**Tasks to carry out**
1. In the passage about the government shutdown, from which poet and social critic did Augustus DeMorgan apparently take the famous couplet?
2. Return the passage about the government shutdown from "Who knew? This" to "nearly tapped out.", copied word for word.
3. Write the next part of the passage about the government shutdown and DC hospitals, picking up right after its last sentence.

**Selected excerpt**

Who knew? This famous couplet, which the mathematician Augustus DeMorgan apparently expropriated from the poet and social critic Jonathan Swift, comes from a book whose title originally (and now again) captures the essence of complex interdependency, a “budget of paradoxes”. The lines came to mind unbidden during the recent government shutdown, when I learned that in DC, where I teach and practice, hospitals were surviving on reserve funds the city tapped to pay bills normally covered by the federal government under Medicaid. By the early part of last week, those funds were nearly tapped out.

**Supplied information**

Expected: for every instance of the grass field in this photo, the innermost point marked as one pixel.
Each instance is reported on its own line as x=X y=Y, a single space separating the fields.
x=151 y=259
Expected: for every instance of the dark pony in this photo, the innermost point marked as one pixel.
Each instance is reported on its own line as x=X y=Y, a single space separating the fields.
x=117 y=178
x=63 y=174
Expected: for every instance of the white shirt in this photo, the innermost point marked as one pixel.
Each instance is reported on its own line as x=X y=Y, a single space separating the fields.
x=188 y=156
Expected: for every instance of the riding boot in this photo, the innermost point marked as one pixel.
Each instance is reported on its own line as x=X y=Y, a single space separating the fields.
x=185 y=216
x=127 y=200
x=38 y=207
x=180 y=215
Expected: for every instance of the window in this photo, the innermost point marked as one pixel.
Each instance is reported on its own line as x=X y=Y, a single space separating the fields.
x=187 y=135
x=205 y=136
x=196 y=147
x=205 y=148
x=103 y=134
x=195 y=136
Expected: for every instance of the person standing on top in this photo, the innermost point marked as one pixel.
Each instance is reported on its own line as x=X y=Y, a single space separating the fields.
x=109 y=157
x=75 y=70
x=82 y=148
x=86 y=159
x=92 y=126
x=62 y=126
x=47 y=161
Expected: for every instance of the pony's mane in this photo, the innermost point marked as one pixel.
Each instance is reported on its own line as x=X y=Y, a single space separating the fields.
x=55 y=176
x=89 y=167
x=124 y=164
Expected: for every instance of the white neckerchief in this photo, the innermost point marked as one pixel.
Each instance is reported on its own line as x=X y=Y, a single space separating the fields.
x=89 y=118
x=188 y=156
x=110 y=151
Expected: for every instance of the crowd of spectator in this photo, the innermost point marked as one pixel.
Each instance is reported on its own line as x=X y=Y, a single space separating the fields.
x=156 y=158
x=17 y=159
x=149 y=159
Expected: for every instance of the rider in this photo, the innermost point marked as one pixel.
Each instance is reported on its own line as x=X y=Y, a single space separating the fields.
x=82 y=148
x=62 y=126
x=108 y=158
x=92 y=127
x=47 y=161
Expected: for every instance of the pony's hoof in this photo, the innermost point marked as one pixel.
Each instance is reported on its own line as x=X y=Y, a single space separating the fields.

**Answers to the exercise**
1. Jonathan Swift

2.
Who knew? This famous couplet, which the mathematician Augustus DeMorgan apparently expropriated from the poet and social critic Jonathan Swift, comes from a book whose title originally (and now again) captures the essence of complex interdependency, a “budget of paradoxes”. The lines came to mind unbidden during the recent government shutdown, when I learned that in DC, where I teach and practice, hospitals were surviving on reserve funds the city tapped to pay bills normally covered by the federal government under Medicaid. By the early part of last week, those funds were nearly tapped out.

3.
Republicans in Congress seem inclined to treat those depend upon the federal government to pay its debts as no more than pesky fleas. But for DC hospitals that provide care to a large Medicaid population, the threatened interruption of reimbursement was of great concern. Our local hospital system is already under enormous stress. With a shortage of beds, patients are “boarding” in emergency departments, sleeping on stretchers or in recliners in hallways for days on end. At my own hospital, our once beautifully appointed space now resembles a train station waiting room, with nurses, physicians, and social workers clacking away at keyboards and pleading on telephones to find places for weary patients-in-waiting. From the halls of congress to the hallways of the emergency department is a very short step, at least in this city.

Many municipal hospitals operate on a slim economic margin. If the government had defaulted on its obligations, hospitals would not have been able to pay their staff or suppliers on time. Like the bigger and lesser fleas, this process would have transferred the economic burden inexorably down a line that begins with businesses and professionals and lands squarely on the backs of patients. Delay in reimbursement would have meant more beds would close, and the people now crammed into hospital hallways would have been sleeping, or dying, in  homes, attics and on subway grates.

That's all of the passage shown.